▸ **PAGE EXTRACT**:
-=-=-=-=-
The need for Western Australia’s Gender Reassignment Board will become obsolete under a new proposal to update the state’s anti-discrimination laws.
The state’s Law Reform Commission has recommended a wide range of reforms to the Equal Opportunity Act including significant changes to laws that require people to obtain a certificate to change their gender.
The recommendation is just one of 163 items contained in the report that Attorney General John Quigley tabled in parliament on Tuesday.
While the review notes that changes to the Gender Reassignment Board and it’s association legislation are outside the scope to the review, it does recommend removing the need for a Gender Recognition Certificate, which is the main purpose of the board’s existence.
The renewed commitment to scrap the outdated procedure comes five years after the Labor party took on a commitment to remove the requirement for the certificate.
The McGowan Government had been criticised for failing to take any significant action during its first term of government. The Barnett government introduced a bill to remove the board in 2015 but it did not progress through the parliament.
-=-=-=-=-
▸ **DATA UNDER STUDY**:
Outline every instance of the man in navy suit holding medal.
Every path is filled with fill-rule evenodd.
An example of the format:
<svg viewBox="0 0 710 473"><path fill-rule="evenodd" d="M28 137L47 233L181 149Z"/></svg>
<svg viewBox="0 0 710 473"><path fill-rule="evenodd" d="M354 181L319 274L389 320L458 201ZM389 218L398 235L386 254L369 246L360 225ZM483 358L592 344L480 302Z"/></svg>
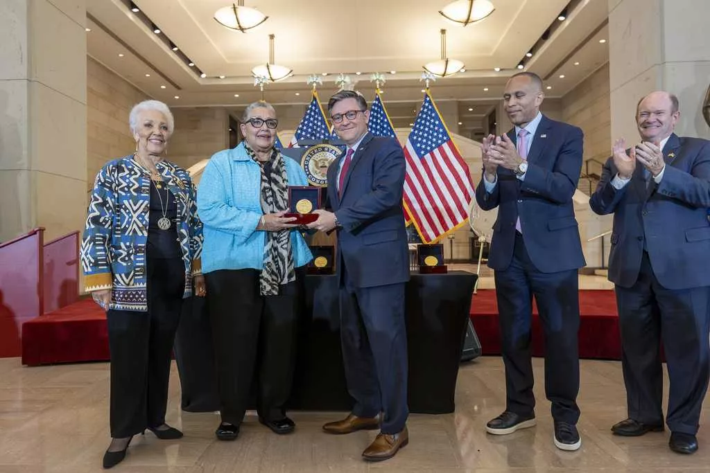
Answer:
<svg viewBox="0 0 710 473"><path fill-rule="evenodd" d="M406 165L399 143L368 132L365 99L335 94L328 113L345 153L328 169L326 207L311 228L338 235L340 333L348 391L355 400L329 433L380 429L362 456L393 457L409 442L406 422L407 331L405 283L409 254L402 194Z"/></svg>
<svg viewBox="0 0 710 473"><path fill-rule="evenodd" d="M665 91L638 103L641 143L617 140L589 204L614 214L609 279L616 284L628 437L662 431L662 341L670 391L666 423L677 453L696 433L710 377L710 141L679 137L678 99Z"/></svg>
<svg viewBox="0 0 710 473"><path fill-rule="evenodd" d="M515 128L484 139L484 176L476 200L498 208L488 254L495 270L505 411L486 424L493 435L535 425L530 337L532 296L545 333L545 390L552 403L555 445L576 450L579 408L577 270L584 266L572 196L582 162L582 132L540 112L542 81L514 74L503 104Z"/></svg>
-=-=-=-=-
▸ **WORK REQUEST A**:
According to the article on Western Australia's Gender Reassignment Board, how many items are in the report that Attorney General John Quigley tabled in parliament?
▸ **WORK REQUEST B**:
Please continue the article on Western Australia's Gender Reassignment Board, picking up after its last sentence.

▸ **RESPONSE A**:
163

▸ **RESPONSE B**:
The report says gender identity should be defined to mean a person’s gender-related identity, which may or may not correspond with their designated sex at birth.
It should include the personal sense of the body (whether this involves medical intervention or not) and other expressions of gender, including dress, speech, mannerisms, names and personal preferences.
It is also recommend that the Act should provide that gender identity includes trans, gender-diverse and non-binary gender identities.
Alongside a raft of updated terms, it suggests that if it is necessary to include references to another gender or sex in the Act, the term another gender or another sex should be used rather than opposite gender or opposite sex.
Noting that under the Gender Reassignment Act 2000 (WA), recognition certificates are only issued to adults who have medically or surgically transitioned from the male sex as identified on their birth certificate to female or vice versa, the report says the current laws create inequality.
The report highlights that the effect of this requirement is that people who are trans and are unable to, or choose not to, undertake such medical or surgical treatments, cannot attain a recognition certificate, meaning that they are not protected against discrimination under the Act.
Similarly, a person who does not identify as male or female cannot obtain a certificate. This absence of protection is reinforced by the Act’s definition of gender history. It further limits the protected attribute to discrimination on gender
history grounds.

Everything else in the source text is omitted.